▸ WORK INSTRUCTIONS: What follows is a set of entries. Give them again exactly, without the pictures.
[Begin]
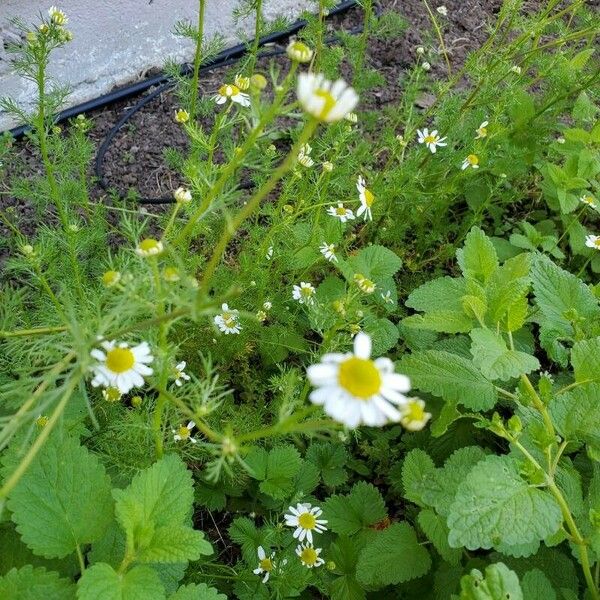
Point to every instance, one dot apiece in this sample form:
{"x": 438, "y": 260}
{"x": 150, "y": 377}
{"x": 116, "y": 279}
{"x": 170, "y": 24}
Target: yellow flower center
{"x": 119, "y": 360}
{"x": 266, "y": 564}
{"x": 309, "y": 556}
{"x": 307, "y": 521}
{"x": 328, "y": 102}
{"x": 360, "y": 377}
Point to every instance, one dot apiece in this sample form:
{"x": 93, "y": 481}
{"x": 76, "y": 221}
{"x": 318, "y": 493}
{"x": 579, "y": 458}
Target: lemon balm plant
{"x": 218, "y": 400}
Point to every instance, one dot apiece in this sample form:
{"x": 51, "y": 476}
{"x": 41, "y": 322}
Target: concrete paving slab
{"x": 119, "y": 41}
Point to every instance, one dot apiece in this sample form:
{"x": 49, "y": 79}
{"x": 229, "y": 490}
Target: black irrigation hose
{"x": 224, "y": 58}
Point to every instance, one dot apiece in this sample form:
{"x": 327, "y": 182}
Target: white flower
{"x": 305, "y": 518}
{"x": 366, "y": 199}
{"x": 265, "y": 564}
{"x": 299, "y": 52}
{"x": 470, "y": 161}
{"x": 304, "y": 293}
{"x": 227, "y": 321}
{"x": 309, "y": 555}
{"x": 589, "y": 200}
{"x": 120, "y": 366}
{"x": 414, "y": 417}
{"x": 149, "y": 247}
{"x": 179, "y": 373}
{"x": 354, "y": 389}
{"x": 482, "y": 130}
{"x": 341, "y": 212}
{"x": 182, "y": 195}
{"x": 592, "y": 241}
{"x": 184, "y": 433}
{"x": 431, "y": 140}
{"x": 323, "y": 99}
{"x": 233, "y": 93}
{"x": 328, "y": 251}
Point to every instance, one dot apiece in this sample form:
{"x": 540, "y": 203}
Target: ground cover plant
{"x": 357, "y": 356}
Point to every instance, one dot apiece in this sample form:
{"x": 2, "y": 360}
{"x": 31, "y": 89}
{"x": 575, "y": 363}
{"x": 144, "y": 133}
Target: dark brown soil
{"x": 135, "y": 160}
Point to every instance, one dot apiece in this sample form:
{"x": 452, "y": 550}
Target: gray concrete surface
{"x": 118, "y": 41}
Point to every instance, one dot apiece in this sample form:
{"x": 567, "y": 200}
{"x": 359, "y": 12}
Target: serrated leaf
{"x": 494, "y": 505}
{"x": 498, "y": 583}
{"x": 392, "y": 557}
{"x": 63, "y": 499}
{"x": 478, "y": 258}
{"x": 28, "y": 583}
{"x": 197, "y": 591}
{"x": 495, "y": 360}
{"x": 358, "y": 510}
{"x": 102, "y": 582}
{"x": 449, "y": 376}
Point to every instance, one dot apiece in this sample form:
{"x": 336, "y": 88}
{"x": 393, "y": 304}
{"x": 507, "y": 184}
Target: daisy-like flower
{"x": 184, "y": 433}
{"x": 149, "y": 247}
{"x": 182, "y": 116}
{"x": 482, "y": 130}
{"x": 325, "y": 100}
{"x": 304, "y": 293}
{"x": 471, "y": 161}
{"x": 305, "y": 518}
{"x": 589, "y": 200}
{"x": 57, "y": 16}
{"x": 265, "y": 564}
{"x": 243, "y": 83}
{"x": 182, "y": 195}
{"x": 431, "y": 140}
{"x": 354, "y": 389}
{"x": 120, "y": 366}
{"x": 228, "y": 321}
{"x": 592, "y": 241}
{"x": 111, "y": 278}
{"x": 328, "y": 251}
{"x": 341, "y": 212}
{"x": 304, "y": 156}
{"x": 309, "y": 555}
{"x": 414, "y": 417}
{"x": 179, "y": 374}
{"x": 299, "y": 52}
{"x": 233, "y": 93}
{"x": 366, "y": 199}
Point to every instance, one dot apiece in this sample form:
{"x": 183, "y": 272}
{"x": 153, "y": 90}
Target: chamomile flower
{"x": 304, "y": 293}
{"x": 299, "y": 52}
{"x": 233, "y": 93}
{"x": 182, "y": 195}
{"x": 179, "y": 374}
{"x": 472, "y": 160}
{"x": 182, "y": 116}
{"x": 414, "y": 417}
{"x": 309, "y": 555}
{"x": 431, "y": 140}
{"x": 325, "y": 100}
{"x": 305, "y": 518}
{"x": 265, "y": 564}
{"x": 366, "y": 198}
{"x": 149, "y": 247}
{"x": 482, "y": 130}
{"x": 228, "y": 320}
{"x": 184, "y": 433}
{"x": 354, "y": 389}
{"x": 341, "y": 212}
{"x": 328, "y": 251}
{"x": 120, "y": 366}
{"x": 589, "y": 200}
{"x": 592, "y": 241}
[End]
▸ THE REPLY:
Point to every instance, one dot apiece in this sample form:
{"x": 438, "y": 260}
{"x": 150, "y": 377}
{"x": 116, "y": 279}
{"x": 170, "y": 24}
Target: yellow flower center
{"x": 119, "y": 360}
{"x": 266, "y": 564}
{"x": 309, "y": 556}
{"x": 307, "y": 521}
{"x": 328, "y": 102}
{"x": 360, "y": 377}
Point to every instance, one dot apiece in this sample form:
{"x": 93, "y": 481}
{"x": 76, "y": 221}
{"x": 318, "y": 493}
{"x": 579, "y": 458}
Target: lemon balm plant
{"x": 218, "y": 400}
Point to every instance, one dot apiece in this sample form:
{"x": 51, "y": 476}
{"x": 41, "y": 322}
Target: concrete paving slab
{"x": 119, "y": 41}
Point to every instance, one dot apiece in this sample form:
{"x": 49, "y": 79}
{"x": 229, "y": 490}
Target: black irrigation hose
{"x": 224, "y": 58}
Point to every instance, one dot apiece in this sample form:
{"x": 327, "y": 182}
Target: white flower
{"x": 305, "y": 518}
{"x": 366, "y": 199}
{"x": 265, "y": 564}
{"x": 299, "y": 52}
{"x": 470, "y": 161}
{"x": 304, "y": 293}
{"x": 227, "y": 321}
{"x": 309, "y": 555}
{"x": 589, "y": 200}
{"x": 120, "y": 366}
{"x": 414, "y": 417}
{"x": 149, "y": 247}
{"x": 179, "y": 373}
{"x": 354, "y": 389}
{"x": 482, "y": 130}
{"x": 341, "y": 212}
{"x": 182, "y": 195}
{"x": 592, "y": 241}
{"x": 184, "y": 433}
{"x": 431, "y": 140}
{"x": 323, "y": 99}
{"x": 233, "y": 93}
{"x": 328, "y": 251}
Point to every instance, one dot apiece in this sample form:
{"x": 540, "y": 203}
Target: ground cover plant
{"x": 357, "y": 356}
Point to every instance, one dot apiece in this sample form:
{"x": 2, "y": 360}
{"x": 31, "y": 89}
{"x": 575, "y": 363}
{"x": 144, "y": 133}
Target: dark brown soil
{"x": 135, "y": 160}
Point to every instance, one dot apiece in this sample form:
{"x": 452, "y": 550}
Target: gray concrete surface
{"x": 118, "y": 41}
Point to every instance, one dot apiece in this sample form:
{"x": 567, "y": 200}
{"x": 359, "y": 12}
Target: serrated leaf
{"x": 494, "y": 505}
{"x": 498, "y": 583}
{"x": 392, "y": 557}
{"x": 63, "y": 499}
{"x": 478, "y": 258}
{"x": 28, "y": 583}
{"x": 197, "y": 591}
{"x": 495, "y": 360}
{"x": 358, "y": 510}
{"x": 102, "y": 582}
{"x": 449, "y": 376}
Point to every instance, one dot apiece in this sample form:
{"x": 336, "y": 88}
{"x": 393, "y": 304}
{"x": 507, "y": 184}
Target: daisy-like flower
{"x": 184, "y": 433}
{"x": 149, "y": 247}
{"x": 182, "y": 116}
{"x": 482, "y": 130}
{"x": 325, "y": 100}
{"x": 304, "y": 293}
{"x": 471, "y": 161}
{"x": 305, "y": 518}
{"x": 589, "y": 200}
{"x": 57, "y": 16}
{"x": 265, "y": 564}
{"x": 243, "y": 83}
{"x": 182, "y": 195}
{"x": 431, "y": 140}
{"x": 354, "y": 389}
{"x": 120, "y": 366}
{"x": 228, "y": 321}
{"x": 592, "y": 241}
{"x": 111, "y": 278}
{"x": 328, "y": 251}
{"x": 341, "y": 212}
{"x": 304, "y": 156}
{"x": 309, "y": 555}
{"x": 414, "y": 417}
{"x": 179, "y": 374}
{"x": 299, "y": 52}
{"x": 233, "y": 93}
{"x": 366, "y": 199}
Point to every instance, one dot apiece in this sample form:
{"x": 183, "y": 272}
{"x": 153, "y": 90}
Target: chamomile flower
{"x": 304, "y": 293}
{"x": 299, "y": 52}
{"x": 233, "y": 93}
{"x": 182, "y": 195}
{"x": 179, "y": 374}
{"x": 472, "y": 160}
{"x": 182, "y": 116}
{"x": 414, "y": 417}
{"x": 309, "y": 555}
{"x": 431, "y": 140}
{"x": 325, "y": 100}
{"x": 305, "y": 518}
{"x": 265, "y": 564}
{"x": 366, "y": 198}
{"x": 149, "y": 247}
{"x": 482, "y": 130}
{"x": 228, "y": 320}
{"x": 184, "y": 433}
{"x": 354, "y": 389}
{"x": 341, "y": 212}
{"x": 328, "y": 251}
{"x": 120, "y": 366}
{"x": 589, "y": 200}
{"x": 592, "y": 241}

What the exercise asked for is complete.